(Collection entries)
################

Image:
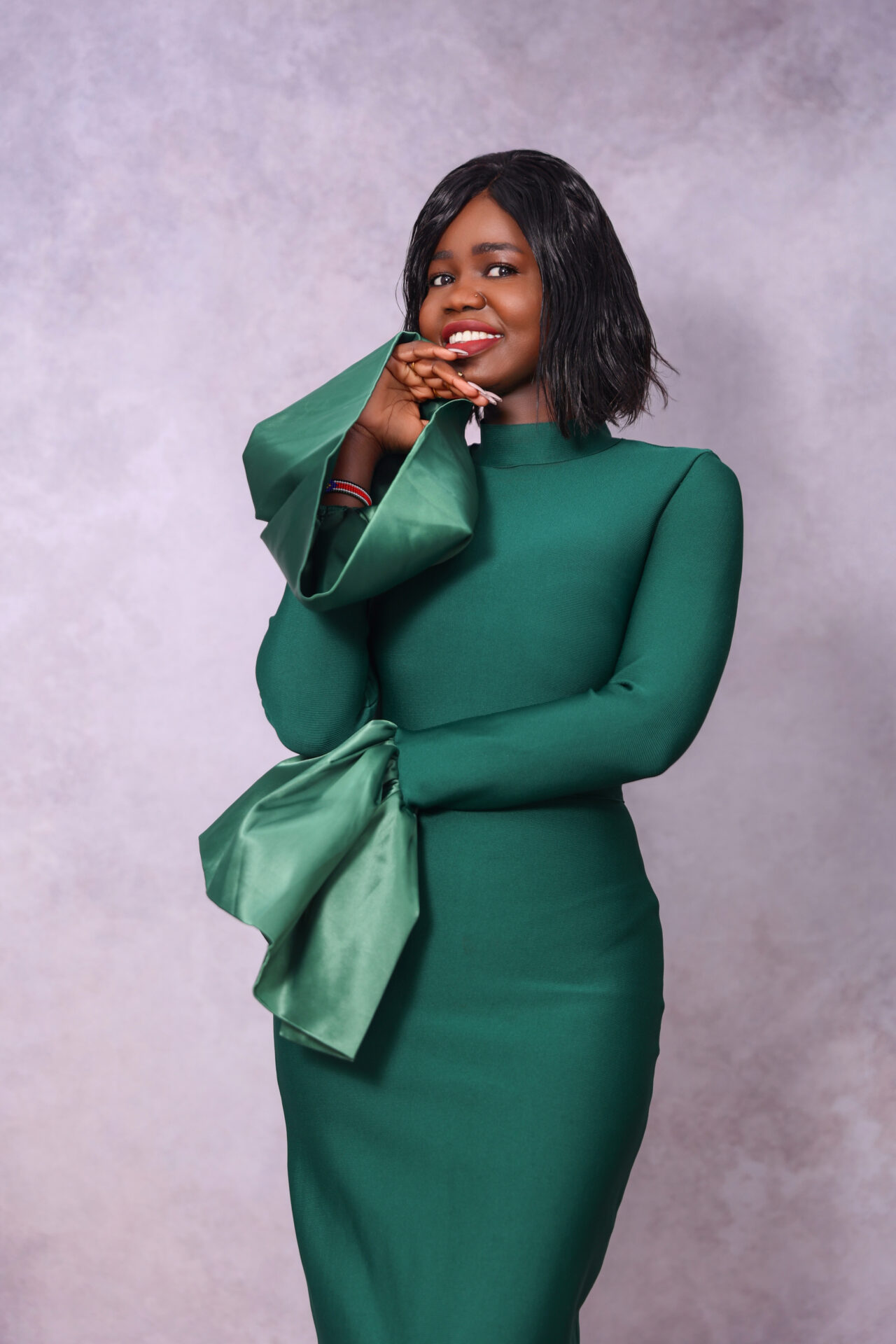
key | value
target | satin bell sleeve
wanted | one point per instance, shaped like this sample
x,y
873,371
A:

################

[Problem details] Put every line from the records above into a numbered list, skipping any blank lines. Leave the pictures out of your answer.

[Response to this task]
1. Image:
2. key | value
3. target | satin bell sleeve
4. wanted | one point per instance, shaped like this sample
5. x,y
6. 873,371
7. A:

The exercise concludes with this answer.